§ **DATA EXTRACT**
***
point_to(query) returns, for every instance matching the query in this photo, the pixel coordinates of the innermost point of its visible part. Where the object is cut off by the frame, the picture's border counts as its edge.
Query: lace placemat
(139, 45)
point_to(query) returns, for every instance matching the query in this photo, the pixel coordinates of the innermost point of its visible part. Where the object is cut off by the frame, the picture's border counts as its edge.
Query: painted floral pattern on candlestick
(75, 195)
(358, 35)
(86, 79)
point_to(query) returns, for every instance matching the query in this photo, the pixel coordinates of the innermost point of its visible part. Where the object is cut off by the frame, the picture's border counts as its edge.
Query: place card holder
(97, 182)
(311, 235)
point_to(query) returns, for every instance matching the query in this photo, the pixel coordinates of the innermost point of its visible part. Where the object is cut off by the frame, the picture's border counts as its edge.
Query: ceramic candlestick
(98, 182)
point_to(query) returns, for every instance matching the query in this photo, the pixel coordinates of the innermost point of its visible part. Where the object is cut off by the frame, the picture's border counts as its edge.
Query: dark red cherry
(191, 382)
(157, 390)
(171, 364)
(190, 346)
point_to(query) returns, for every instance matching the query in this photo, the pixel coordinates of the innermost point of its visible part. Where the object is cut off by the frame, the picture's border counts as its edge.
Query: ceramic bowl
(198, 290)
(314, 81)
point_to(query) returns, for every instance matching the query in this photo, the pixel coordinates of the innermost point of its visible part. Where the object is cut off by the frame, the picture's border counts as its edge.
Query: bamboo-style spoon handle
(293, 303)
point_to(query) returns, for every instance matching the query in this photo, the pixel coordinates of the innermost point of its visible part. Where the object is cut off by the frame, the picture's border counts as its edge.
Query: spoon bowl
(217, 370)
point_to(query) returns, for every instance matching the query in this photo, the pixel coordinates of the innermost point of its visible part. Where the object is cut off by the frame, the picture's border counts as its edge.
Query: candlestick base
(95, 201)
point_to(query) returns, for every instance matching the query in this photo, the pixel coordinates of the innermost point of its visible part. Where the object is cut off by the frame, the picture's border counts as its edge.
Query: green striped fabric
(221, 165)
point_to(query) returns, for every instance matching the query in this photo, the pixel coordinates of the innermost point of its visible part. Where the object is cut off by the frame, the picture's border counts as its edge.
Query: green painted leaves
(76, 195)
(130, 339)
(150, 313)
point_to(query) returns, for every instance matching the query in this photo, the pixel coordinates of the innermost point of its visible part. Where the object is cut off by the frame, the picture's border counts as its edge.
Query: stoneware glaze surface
***
§ **TO DO**
Would you reproduce the material above in full, exactly as given?

§ **OUTPUT FOR THIS EXERCISE**
point_to(query) returns, for every instance matching the query in this photo, the pixel coordinates of the innermost point of its visible part. Where the object is cut off by the frame, the picture's border counts as its edge.
Query: lace placemat
(139, 45)
point_to(query) returns, for every instance matching the query in this photo, the pixel coordinates of the innermost point of its visible part. Where the object is cut off by the frame, the picture's border counts as its edge.
Query: painted floral pattern on candlestick
(75, 195)
(358, 35)
(86, 79)
point_to(query) returns, for every instance matching the query in this photo, the pixel coordinates of the innermost point of its visible part. Where the object is cut off by the frame, the picture's border counts as its edge.
Query: place card holder
(97, 182)
(311, 235)
point_to(query) returns, for every instance matching the query in this photo, the pixel coordinates of the innermost point of its visible part. Where the object is cut off by the frame, the picture's border counts as its edge.
Query: ceramic candlestick
(98, 182)
point_to(query) returns, for every instance matching the query in this photo, the pixel coordinates of the innermost point of its visible part. Where the object is cut off by the frame, the picture's border counts as its edge.
Query: dark red cherry
(191, 382)
(157, 390)
(171, 364)
(190, 346)
point_to(query) returns, for every instance matching the query in this photo, the pixel coordinates of the innermost point of its visible part. Where the object is cut off by the frame, the picture's border counts as its edge.
Query: ceramic bowl
(198, 290)
(314, 81)
point_to(query) returns, for every instance matching the query in this photo, the pixel coordinates of the innermost point of its visible part. Where the object is cut off by the frame, the picture's border counts as its edge.
Query: bamboo-style spoon handle
(293, 303)
point_to(query) returns, for every instance matching the query in this photo, the pixel coordinates of the innermost point of its visible part. Where the object is cut off by the frame, the picture's border counts as its edge.
Query: spoon bowl
(217, 370)
point_to(query) returns, for every instance matching the query in this photo, the pixel coordinates of the innermost point of its visible part. Where the object is cut off by the frame, the picture's border counts as its edge.
Query: candlestick base
(95, 201)
point_to(query) returns, for every instance matching the query in this photo, the pixel coordinates of the innermost point of its visible part. Where the object is cut off by the frame, the picture's border counts as its edge.
Query: green striped fabric
(221, 165)
point_to(query) returns, for every instance matching the query in this photo, the pixel coordinates of the innermost point of its visible part. Where the object is cut off by the frame, the picture's border counts as its edge.
Query: green painted leaves
(76, 195)
(130, 339)
(150, 313)
point_to(query) returns, for every instance matching the query in this photo, the pixel coordinates of the innermost point of its visible part. Where the object is cut off by the frame, the picture's border counts as its edge.
Query: stoneware glaze surface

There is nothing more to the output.